• What needs to be done: Please reproduce the text below on adjusted fund returns word for word, from "If you look" up to and including "like an IRA.".

• Document section:
____________

If you look carefully, you should be able to find a table that reports several kinds of adjusted returns for the fund:

  • Returns before taxes (but after expenses). Loosely speaking, this is the return you would have gotten if you held the fund in a tax-sheltered account like an IRA.
  • Returns after taxes on distributions. Any interest or dividends paid out by the fund will have taxes due. This figure should tell you how your account balance would have grown over time, if you held the fund in a taxable account.
  • Returns after taxes on sale of shares. When you sell your shares in the fund, you will owe taxes on the amount by which the shares have appreciated since you bought them. Therefore, this figure represents what you would have actually realized had you bought and held the shares for the specified amount of time (typically 1, 3, 5, or 10 years). A money market mutual fund probably won't report this number because they manage their distributions to keep their share value at exactly $1.

____________

(Image object location entries)
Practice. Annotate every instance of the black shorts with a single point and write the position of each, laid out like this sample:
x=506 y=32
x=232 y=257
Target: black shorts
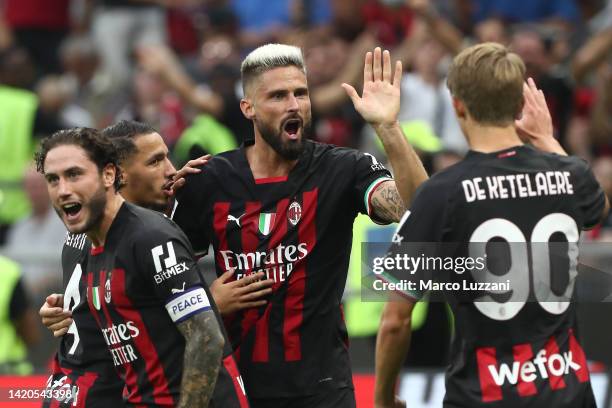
x=338 y=398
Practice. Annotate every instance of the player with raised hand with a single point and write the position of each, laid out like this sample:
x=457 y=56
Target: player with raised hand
x=284 y=205
x=516 y=348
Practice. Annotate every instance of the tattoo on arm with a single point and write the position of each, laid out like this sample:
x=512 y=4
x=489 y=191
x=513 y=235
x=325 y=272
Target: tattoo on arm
x=387 y=204
x=202 y=359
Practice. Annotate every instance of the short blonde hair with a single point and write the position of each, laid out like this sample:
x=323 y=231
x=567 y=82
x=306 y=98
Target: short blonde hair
x=488 y=79
x=268 y=57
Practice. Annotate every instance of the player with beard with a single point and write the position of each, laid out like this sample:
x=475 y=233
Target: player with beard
x=520 y=347
x=83 y=364
x=285 y=206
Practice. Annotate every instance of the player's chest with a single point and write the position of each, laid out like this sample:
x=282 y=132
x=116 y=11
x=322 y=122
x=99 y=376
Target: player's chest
x=110 y=285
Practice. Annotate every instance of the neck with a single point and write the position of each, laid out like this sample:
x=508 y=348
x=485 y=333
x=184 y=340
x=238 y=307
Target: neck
x=487 y=139
x=265 y=162
x=97 y=235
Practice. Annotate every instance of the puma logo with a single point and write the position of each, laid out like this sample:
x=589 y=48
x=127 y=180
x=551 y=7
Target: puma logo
x=231 y=218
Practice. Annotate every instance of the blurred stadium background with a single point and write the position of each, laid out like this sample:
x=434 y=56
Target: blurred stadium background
x=175 y=65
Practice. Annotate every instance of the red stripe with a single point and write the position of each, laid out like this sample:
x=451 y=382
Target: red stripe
x=522 y=354
x=556 y=382
x=84 y=383
x=486 y=356
x=220 y=214
x=143 y=343
x=131 y=377
x=262 y=327
x=230 y=365
x=266 y=180
x=97 y=250
x=294 y=302
x=250 y=240
x=369 y=209
x=579 y=358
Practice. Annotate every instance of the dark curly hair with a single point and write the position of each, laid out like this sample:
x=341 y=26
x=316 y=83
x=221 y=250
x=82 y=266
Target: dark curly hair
x=96 y=145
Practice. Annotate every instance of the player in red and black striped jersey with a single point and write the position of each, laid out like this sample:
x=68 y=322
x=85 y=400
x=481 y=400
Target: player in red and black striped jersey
x=67 y=185
x=285 y=206
x=515 y=346
x=82 y=355
x=147 y=262
x=83 y=365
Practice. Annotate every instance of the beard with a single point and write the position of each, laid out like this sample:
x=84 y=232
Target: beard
x=96 y=206
x=288 y=150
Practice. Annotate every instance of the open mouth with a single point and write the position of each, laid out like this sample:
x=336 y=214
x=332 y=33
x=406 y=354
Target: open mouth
x=292 y=127
x=71 y=210
x=167 y=187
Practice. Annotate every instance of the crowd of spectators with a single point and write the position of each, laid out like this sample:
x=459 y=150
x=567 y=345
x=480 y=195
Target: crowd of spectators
x=175 y=65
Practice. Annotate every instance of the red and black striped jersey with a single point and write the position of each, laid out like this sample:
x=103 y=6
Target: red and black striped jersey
x=82 y=367
x=516 y=347
x=298 y=231
x=140 y=284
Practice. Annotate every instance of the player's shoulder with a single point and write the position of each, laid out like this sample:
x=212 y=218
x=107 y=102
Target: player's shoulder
x=143 y=224
x=570 y=163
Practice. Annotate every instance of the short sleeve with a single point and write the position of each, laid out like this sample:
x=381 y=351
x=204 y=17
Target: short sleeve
x=166 y=260
x=369 y=174
x=190 y=212
x=19 y=301
x=418 y=235
x=590 y=196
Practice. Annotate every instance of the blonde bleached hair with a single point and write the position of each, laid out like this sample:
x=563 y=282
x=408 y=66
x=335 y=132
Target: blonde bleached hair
x=488 y=79
x=268 y=57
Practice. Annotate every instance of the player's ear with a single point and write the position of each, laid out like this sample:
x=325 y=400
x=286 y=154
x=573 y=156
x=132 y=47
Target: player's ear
x=460 y=109
x=247 y=108
x=109 y=173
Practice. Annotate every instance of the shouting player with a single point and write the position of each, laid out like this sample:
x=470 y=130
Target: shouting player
x=143 y=287
x=507 y=351
x=83 y=364
x=285 y=206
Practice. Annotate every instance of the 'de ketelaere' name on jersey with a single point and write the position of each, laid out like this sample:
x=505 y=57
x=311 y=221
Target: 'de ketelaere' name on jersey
x=502 y=187
x=276 y=263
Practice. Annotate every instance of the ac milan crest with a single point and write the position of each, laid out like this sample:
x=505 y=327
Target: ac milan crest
x=294 y=214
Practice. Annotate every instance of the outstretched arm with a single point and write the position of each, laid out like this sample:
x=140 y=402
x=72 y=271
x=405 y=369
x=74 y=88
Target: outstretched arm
x=379 y=106
x=535 y=125
x=202 y=359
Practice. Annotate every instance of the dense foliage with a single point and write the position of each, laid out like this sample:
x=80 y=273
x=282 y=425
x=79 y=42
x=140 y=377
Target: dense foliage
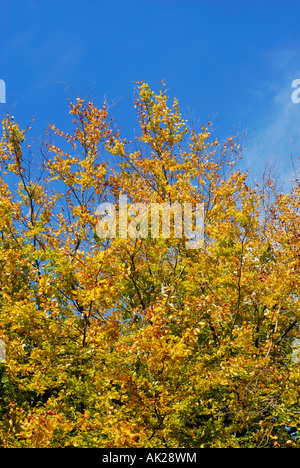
x=143 y=342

____________

• Completed task:
If you look carefully, you should be able to find a table that reports several kinds of adjusted returns for the fund:

  • Returns before taxes (but after expenses). Loosely speaking, this is the return you would have gotten if you held the fund in a tax-sheltered account like an IRA.